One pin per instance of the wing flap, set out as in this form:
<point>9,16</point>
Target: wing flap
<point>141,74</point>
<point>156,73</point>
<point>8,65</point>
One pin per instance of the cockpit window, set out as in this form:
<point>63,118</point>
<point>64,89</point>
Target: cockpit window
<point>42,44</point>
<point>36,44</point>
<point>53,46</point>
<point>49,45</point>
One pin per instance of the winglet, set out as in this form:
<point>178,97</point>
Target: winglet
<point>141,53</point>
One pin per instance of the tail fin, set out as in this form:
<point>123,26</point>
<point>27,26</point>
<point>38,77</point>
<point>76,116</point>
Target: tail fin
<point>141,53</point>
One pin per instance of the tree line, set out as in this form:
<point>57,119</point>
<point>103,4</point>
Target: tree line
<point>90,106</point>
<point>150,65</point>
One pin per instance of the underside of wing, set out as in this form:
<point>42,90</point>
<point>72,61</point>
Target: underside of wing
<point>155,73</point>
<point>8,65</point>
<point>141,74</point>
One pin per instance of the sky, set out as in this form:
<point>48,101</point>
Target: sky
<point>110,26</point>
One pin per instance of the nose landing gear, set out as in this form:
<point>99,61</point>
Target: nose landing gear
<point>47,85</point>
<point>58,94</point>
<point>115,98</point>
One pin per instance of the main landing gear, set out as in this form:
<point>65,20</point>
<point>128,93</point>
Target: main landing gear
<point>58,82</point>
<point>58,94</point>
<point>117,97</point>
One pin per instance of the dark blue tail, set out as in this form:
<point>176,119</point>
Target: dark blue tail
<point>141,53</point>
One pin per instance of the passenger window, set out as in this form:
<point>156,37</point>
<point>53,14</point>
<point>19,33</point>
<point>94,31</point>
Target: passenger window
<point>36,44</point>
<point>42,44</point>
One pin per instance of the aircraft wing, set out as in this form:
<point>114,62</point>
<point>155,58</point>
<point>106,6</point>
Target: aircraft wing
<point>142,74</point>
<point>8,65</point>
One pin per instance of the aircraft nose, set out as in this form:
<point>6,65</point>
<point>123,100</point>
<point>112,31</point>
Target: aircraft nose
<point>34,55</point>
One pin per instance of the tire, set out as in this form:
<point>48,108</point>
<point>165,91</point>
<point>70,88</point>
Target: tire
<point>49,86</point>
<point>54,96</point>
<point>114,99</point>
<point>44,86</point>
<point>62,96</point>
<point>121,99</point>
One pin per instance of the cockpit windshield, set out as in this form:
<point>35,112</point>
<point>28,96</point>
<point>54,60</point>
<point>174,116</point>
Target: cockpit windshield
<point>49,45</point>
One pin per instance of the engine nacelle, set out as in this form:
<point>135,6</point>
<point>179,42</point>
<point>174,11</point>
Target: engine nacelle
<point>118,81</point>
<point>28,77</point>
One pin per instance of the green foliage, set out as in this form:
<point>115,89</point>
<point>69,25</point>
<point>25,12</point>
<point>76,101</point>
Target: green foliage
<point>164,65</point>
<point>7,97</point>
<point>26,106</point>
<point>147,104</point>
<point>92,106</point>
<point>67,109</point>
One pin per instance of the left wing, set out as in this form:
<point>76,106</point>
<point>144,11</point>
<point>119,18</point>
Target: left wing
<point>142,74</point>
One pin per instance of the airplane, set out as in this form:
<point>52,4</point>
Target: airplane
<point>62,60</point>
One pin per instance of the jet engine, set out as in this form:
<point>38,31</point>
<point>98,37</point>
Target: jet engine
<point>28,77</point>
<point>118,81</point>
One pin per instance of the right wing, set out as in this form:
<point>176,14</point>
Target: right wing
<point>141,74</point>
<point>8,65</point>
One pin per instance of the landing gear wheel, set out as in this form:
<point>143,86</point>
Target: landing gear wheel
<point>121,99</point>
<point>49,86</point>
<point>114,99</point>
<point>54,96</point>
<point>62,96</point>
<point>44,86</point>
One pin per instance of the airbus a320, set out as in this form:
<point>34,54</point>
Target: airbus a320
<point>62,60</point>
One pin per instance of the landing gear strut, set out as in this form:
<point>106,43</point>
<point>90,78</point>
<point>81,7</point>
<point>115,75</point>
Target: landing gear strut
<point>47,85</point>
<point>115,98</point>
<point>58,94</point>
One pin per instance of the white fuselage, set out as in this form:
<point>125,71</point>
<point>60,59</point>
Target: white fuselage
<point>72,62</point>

○ ○ ○ ○

Print out every entry, keeping each one exact.

One pin per instance of the wing flap, set out as in this form:
<point>9,16</point>
Target: wing flap
<point>141,74</point>
<point>156,73</point>
<point>8,65</point>
One pin per instance of the cockpit window, set out as in this form:
<point>63,118</point>
<point>64,89</point>
Target: cockpit window
<point>42,44</point>
<point>36,44</point>
<point>53,46</point>
<point>49,45</point>
One pin per instance of the winglet, set out as in this form:
<point>178,97</point>
Target: winglet
<point>141,53</point>
One pin per instance of the tail fin, set out as in this form:
<point>123,26</point>
<point>27,26</point>
<point>38,77</point>
<point>76,116</point>
Target: tail fin
<point>141,53</point>
One pin per instance of the tree line, set out as in this form:
<point>57,119</point>
<point>103,4</point>
Target: tree line
<point>90,106</point>
<point>150,65</point>
One pin per instance of the underside of wing, set out as in this form:
<point>42,90</point>
<point>72,61</point>
Target: underside of wing
<point>155,73</point>
<point>8,65</point>
<point>141,74</point>
One pin per instance of the sky, set out as in this form:
<point>48,101</point>
Target: sky
<point>110,26</point>
One pin per instance of the nose landing gear, set out as in this form:
<point>99,61</point>
Target: nose landing gear
<point>47,85</point>
<point>58,94</point>
<point>115,98</point>
One pin per instance of the main landing gear, set out as in this form:
<point>65,20</point>
<point>128,93</point>
Target: main landing gear
<point>58,82</point>
<point>58,94</point>
<point>117,97</point>
One pin per instance of the dark blue tail, set out as in this form:
<point>176,119</point>
Target: dark blue tail
<point>141,53</point>
One pin per instance of the passenger window, set out as in this form:
<point>156,37</point>
<point>53,14</point>
<point>19,33</point>
<point>94,31</point>
Target: passenger window
<point>36,44</point>
<point>42,44</point>
One pin per instance of the aircraft wing, set out as in this form:
<point>114,62</point>
<point>155,58</point>
<point>106,6</point>
Target: aircraft wing
<point>142,74</point>
<point>8,65</point>
One pin per instance of the aircraft nose, set out as in this form:
<point>6,65</point>
<point>123,100</point>
<point>112,31</point>
Target: aircraft nose
<point>34,55</point>
One pin per instance of the tire, set out as in this form:
<point>48,108</point>
<point>165,91</point>
<point>70,88</point>
Target: tire
<point>49,86</point>
<point>54,96</point>
<point>114,99</point>
<point>44,86</point>
<point>62,96</point>
<point>121,99</point>
One pin per instance of the cockpit windshield, set out as in this form:
<point>35,112</point>
<point>28,96</point>
<point>54,60</point>
<point>174,116</point>
Target: cockpit windshield
<point>49,45</point>
One pin per instance of the engine nacelle, set out as in this form:
<point>135,6</point>
<point>179,42</point>
<point>174,11</point>
Target: engine nacelle
<point>118,81</point>
<point>28,77</point>
One pin per instance of the green foliage, set out as in this form:
<point>115,89</point>
<point>69,25</point>
<point>25,12</point>
<point>76,101</point>
Target: green foliage
<point>164,65</point>
<point>7,97</point>
<point>26,106</point>
<point>147,104</point>
<point>92,106</point>
<point>67,109</point>
One pin per instance of the left wing, set out as in this form:
<point>76,106</point>
<point>144,11</point>
<point>119,18</point>
Target: left wing
<point>142,74</point>
One pin per instance of the airplane, set out as in this form:
<point>52,4</point>
Target: airplane
<point>62,60</point>
One pin per instance of the jet engine, set out as in this form:
<point>38,31</point>
<point>98,37</point>
Target: jet engine
<point>28,77</point>
<point>118,81</point>
One pin per instance of the right wing, set out as in this form:
<point>176,14</point>
Target: right wing
<point>141,74</point>
<point>8,65</point>
One pin per instance of the landing gear wheel, set out as in this form:
<point>143,86</point>
Target: landing gear wheel
<point>121,99</point>
<point>49,86</point>
<point>114,99</point>
<point>54,96</point>
<point>62,96</point>
<point>44,86</point>
One pin per instance of the airbus a320, set out as in this form:
<point>34,54</point>
Target: airbus a320
<point>62,60</point>
One pin per instance of the landing gear strut, set out as in this form:
<point>106,43</point>
<point>90,78</point>
<point>81,7</point>
<point>115,75</point>
Target: landing gear strut
<point>47,85</point>
<point>115,98</point>
<point>58,94</point>
One pin per instance of the white fuselage, set out as in this form:
<point>125,71</point>
<point>60,59</point>
Target: white fuselage
<point>72,62</point>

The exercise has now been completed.